__What needs to be done__: Repeat every record below exactly as it appears.
Begin Dataset content
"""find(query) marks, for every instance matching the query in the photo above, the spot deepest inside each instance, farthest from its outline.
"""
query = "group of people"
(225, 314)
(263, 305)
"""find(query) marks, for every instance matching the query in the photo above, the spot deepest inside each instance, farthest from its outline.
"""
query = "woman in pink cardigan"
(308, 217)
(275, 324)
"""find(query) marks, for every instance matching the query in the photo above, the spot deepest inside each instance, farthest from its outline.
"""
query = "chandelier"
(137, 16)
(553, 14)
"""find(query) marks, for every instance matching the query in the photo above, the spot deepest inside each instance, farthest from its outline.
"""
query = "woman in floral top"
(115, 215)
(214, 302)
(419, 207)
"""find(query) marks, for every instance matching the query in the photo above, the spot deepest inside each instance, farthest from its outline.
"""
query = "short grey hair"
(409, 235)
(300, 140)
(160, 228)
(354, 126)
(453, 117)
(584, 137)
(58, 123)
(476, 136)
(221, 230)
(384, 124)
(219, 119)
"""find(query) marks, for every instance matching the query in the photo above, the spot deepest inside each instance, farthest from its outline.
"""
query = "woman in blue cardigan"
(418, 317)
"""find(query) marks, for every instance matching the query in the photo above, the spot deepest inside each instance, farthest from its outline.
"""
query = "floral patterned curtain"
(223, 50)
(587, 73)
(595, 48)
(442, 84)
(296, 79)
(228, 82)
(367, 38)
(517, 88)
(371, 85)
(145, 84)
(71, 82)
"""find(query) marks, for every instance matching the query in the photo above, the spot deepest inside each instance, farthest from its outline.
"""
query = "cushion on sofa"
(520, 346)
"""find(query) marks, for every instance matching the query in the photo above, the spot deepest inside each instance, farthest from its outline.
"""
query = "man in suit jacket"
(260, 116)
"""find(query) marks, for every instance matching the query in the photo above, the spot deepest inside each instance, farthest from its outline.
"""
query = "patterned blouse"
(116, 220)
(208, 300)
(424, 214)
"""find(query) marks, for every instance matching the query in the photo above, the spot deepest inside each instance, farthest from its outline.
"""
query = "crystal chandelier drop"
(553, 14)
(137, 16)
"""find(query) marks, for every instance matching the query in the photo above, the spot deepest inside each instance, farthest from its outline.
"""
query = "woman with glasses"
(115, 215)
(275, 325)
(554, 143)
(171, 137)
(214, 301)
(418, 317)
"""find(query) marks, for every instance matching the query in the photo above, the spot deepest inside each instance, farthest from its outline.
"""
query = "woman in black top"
End Dataset content
__Correct result__:
"""find(query) marks, for every instance matching the query in the photo above, the spot deepest inside each instance, farthest from its outline.
"""
query = "group of people"
(225, 314)
(263, 305)
"""find(query) marks, for every instance matching the query in the photo above, the spot deepest inside each instance, farthest from its outline.
"""
query = "woman in pink cardigan"
(308, 217)
(275, 324)
"""find(query) marks, for every instance matching the query in the photo above, the spot deepest inside each instance, farthest from its outline.
"""
query = "chandelier"
(137, 16)
(553, 14)
"""find(query) marks, for every instance matching the query in the photo above, the spot deepest inside each instance, farthest from its outline.
"""
query = "woman in floral top"
(115, 215)
(214, 302)
(419, 207)
"""find(query) marks, for every instance matching the query in the photo above, the spot deepest inside each instance, farthest from its outline.
"""
query = "short grey hair"
(409, 235)
(300, 140)
(160, 228)
(354, 126)
(453, 117)
(584, 137)
(58, 123)
(476, 136)
(221, 230)
(384, 124)
(219, 119)
"""find(query) marks, for every instance matching the query in the photo above, the spot deepest inside each instance, farthest from its outline.
"""
query = "woman in blue cardigan"
(418, 317)
"""find(query) marks, for every instance matching the query in the photo above, the spot deepest inside each instance, farthest from its outline.
"""
query = "floral patterned curtain"
(223, 50)
(587, 73)
(595, 48)
(442, 84)
(296, 79)
(228, 82)
(367, 38)
(517, 88)
(371, 85)
(145, 84)
(71, 82)
"""find(query) marks, for every instance matching the query in the photo above, the spot deepest inside each instance, farthest from its outline.
"""
query = "cushion on sofa"
(520, 346)
"""find(query) marks, for every instance matching the query in the photo above, the spot deepest inside each instance, farthest from its outline.
"""
query = "man in suit jacket"
(260, 116)
"""find(query) marks, for every instance matching the query in the photo above, the spot deepest inside each instance, farthest from its outline.
"""
query = "patterned blouse"
(116, 220)
(208, 300)
(424, 214)
"""find(query) marks, for every instance matching the query in the photo above, the spot deepest inside each instance, farthest from its outline.
"""
query = "crystal chandelier drop"
(553, 14)
(137, 16)
"""find(query) marks, for every instance matching the query in the photo above, the spot deepest inside each instance, farthest from its outline.
"""
query = "woman with glasses"
(115, 215)
(275, 325)
(554, 143)
(171, 137)
(214, 301)
(418, 317)
"""find(query) marks, for every instance matching the query in the photo above, the spot deepest inside each instance, farthest from its outline.
"""
query = "woman in black top"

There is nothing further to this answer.